* What needs to be done
Write what comes next in the forum post deriving the maximum work obtainable from an engine that cools a body to a reservoir's temperature, starting after its last sentence.

* Supplied passage
For a problem I have been working on, I faced some difficulties in understanding some parts. The problem is as follows:

A body of finite mass is originally at temperature $T_2$, higher than that of a heat reservoir at a temperature $T_1$. An engine operates in infinitesimal cycles between the body and the reservoir until it lowers the temperature of the body from $T_2 to T_1$. Prove that the maximum work obtainable from the engine is $W_{max}=Q - T_1(S_2 - S_1)$, where $S_1-S_2$ is the entropy change in the body and Q is the heat extracted from the body by the engine.

This is how I start:

(1)Firstly, I know that the engine is performing a cycle, so change in internal energy associated within the engine is 0, i.e. $dU=0$, and I also know that the change in entropy as applied to a reversible engine(a Carnot Engine) is $dS=\frac{dQ}{T} \implies dQ=TdS$

(2) Now for any heat engine, we know that the work done, W, by the engine is $W=Q_2-Q_1$ where $Q_2,Q_1$ represent the heat extracted from the higher temperature reservoir and heat rejected to the lower temperature reservoir respectively.

(3)Also, when the body's temperature is lowered from $T_2 to T_1$ the engine will top operating and the work output will be 0 because otherwise we would violate Kelvin-Planck's statement of 2nd law of thermodynamics. At this state, $W=Q'_1-Q_1=0 \implies Q'_1=Q_1$ here $Q'_1$ is the heat we extract from the body when it has arrived at the temperature $T_1$

(4) Now, as the body's temperature decreases to $T_1$, there is an entropy change in the body of amount $S_1-S_2$. Now, at $T_1$ the heat extracted from the body would be $$Q'_1=-T_1(S_1-S_2) \implies Q'_1=T_1(S_2-S_1)$$. from (3) i get that $Q_1=Q'_1=T_1(S_2-S_1)$

(5) Using the expression in (4) with the one in (2) I get $W=Q_2 - T_1(S_2 - S_1)$ and this is basically $W=Q - T_1(S_2 - S_1)$ because $Q_2=Q$ is the heat extracted from the engine.

* Data provided
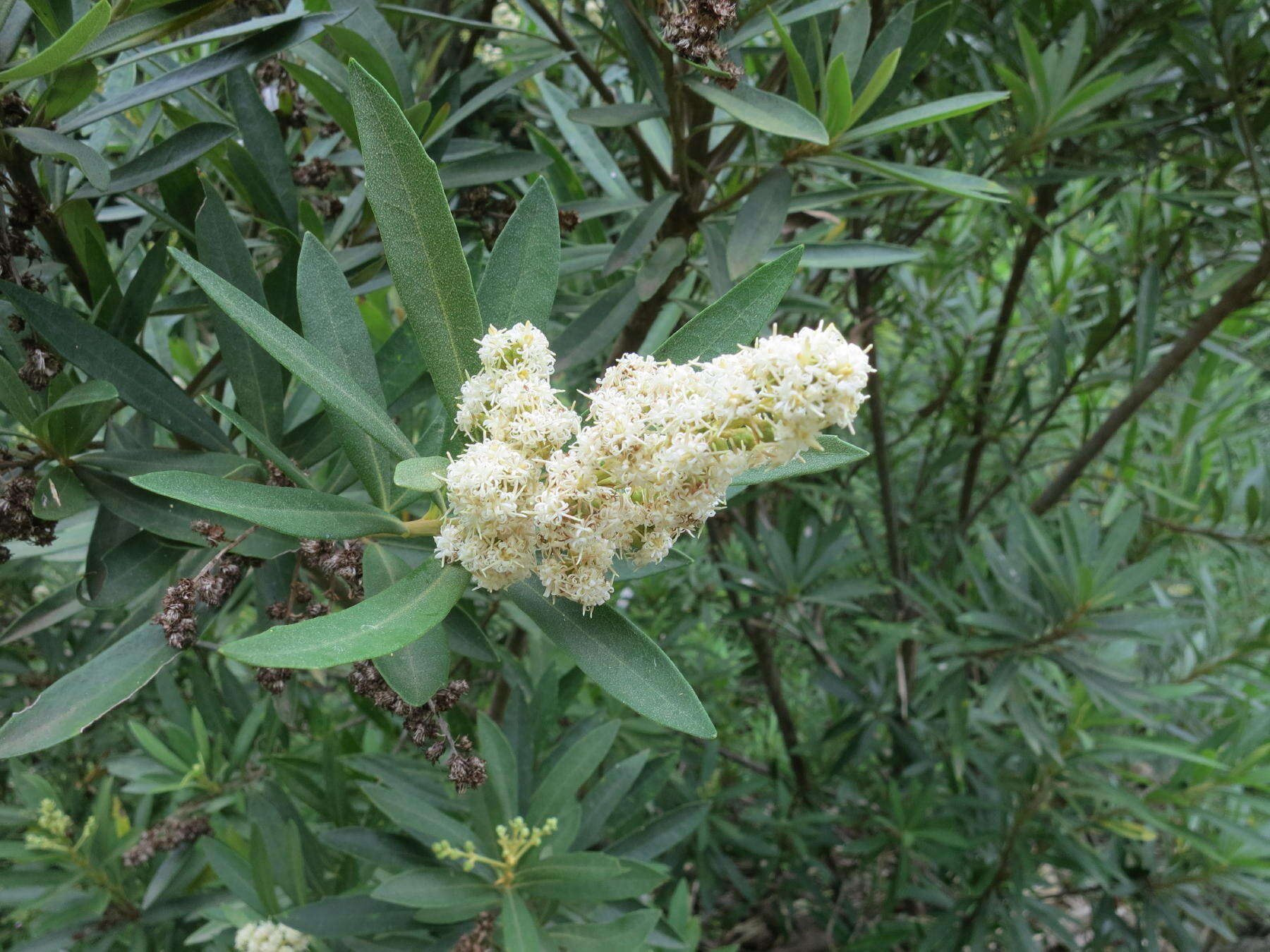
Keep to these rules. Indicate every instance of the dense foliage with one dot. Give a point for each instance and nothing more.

* Task result
The expression for work done in (5) represents the maximum work extractable because the engine was operated in infinitesimal cycles between the two temperatures this implies that the engine is reversible, and from Carnots's theorem we know that the efficiency of reversible engines is maximum.

Is this approach alright? Any places I need to change/modify? The way i have done it, gives a better feel for the underlying Physics(atleast to me) than the one given below:

https://en.wikipedia.org/wiki/Principle_of_maximum_work ;I found this online but i did not completely understand it at this point. Is my solution wrong then?


I can't really understand what you did, but I would have done this differently. For maximum work, there must be no entropy generation in the system, so the sum of the entropy change of the body plus the entropy change of the reservoir must be equal to zero. So, $$(S_2-S_1)-\frac{Q_1}{T_1}=0$$where $Q_1$ is the heat extracted by the reservoir. This gives $$Q_1=T_1(S_2-S_1)$$So the maximum work is just $$W_{max}=Q-Q_1=Q-T_1(S_2-S_1)$$

If this is the same thing you did, then it is correct.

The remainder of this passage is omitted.